**SELECTED TEXT**
▼

You can perform a network what-if analysis with modeling tools or with a lab that mimics the production environment. Modeling tools are limited by how well the application understands the device resource issues and since most network changes are new devices, the application may not understand the effect of the change. The best method is to build some representation of the production network in a lab and to test the desired software, feature, hardware, or configuration under load by using traffic generators. Leaking routes (or other control information) from the production network into the lab also enhances the lab environment. Test additional resource requirements with different traffic types, including SNMP, broadcast, multicast, encrypted, or compressed traffic. With all of these different methodologies, analyze the device resource requirements during potential stress situations such as route convergence, link flapping, and device re-starts. Resource utilization issues include normal capacity resource areas such as CPU, memory, backplane utilization, buffers, and queuing.

New applications should also perform a what-if analysis to determine application success and bandwidth requirements. You normally perform this analysis in a lab environment using a protocol analyzer and a WAN delay simulator to understand the effect of distance. You only need a PC, hub, WAN delay device, and lab router connected into the production network. You can simulate bandwidth in the lab by throttling traffic using generic traffic shaping or rate-limiting on the test router. The network administrator can work in conjunction with the application group to understand bandwidth requirements, windowing issues, and potential performance issues for the application in both LAN and WAN environments.

Perform an application what-if analysis before deploying any business application. If you do not do this, the application group blames the network for poor performance. If you can somehow require an application what-if analysis for new deployments via the change management process, you can help prevent unsuccessful deployments and better understand sudden increases in bandwidth consumption for both client-server and batch requirements.

▲

**DATA LISTING**

▼

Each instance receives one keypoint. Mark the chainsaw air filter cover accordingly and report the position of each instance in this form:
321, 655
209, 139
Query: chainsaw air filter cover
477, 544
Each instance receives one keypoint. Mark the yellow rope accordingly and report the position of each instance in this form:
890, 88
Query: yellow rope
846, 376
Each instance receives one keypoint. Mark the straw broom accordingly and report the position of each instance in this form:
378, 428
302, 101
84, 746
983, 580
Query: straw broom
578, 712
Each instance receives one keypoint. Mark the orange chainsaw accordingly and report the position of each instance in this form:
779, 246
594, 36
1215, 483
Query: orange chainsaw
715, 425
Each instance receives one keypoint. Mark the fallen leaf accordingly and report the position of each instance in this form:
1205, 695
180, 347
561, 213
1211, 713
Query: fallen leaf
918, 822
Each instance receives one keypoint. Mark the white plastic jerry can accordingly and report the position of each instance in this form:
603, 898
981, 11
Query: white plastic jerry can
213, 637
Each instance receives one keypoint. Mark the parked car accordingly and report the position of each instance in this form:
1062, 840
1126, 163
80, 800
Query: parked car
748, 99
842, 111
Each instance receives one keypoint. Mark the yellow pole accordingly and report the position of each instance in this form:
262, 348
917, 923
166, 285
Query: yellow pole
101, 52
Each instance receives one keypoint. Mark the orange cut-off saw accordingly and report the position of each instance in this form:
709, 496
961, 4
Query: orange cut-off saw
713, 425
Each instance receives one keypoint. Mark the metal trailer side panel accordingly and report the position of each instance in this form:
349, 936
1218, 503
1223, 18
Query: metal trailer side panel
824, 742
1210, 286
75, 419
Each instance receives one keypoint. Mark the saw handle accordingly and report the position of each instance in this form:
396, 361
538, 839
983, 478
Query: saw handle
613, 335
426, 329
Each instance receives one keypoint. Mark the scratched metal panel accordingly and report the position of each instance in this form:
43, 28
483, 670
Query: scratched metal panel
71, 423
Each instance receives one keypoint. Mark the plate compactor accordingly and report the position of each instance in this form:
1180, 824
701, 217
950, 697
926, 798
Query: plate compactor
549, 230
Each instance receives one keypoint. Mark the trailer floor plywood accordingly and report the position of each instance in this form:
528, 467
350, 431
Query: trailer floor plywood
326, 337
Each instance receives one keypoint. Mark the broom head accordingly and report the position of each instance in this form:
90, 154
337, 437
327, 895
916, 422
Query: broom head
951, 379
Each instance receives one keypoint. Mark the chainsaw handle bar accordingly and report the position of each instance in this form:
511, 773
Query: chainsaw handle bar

▲

**PROMPT**
Continue the text on network and application what-if analysis from where it stops.

**RESPONSE TO THE TASK**
Baselining and Trending

Baselining and trending allow network administrators to plan and complete network upgrades before a capacity problem causes network down time or performance problems. Compare resource utilization during successive time periods or distill information down over time in a database and allow planners to view resource utilization parameters for the last hour, day, week, month, and year. In either case, someone must review the information on a weekly, bi-weekly, or monthly basis. The problem with baselining and trending is that it requires an overwhelming amount of information to review in large networks.

You can resolve this problem is several ways:

  • Build plenty of capacity and switching into the LAN environment so capacity is a not an issue.

  • Divide the trend information into groups and concentrate on high-availability or critical areas of the network, such as critical WAN sites or Data Center LANs.

  • Reporting mechanisms can highlight areas that fall above a certain threshold for special attention. If you implement critical availability areas first, you can significantly reduce the amount of information required for review.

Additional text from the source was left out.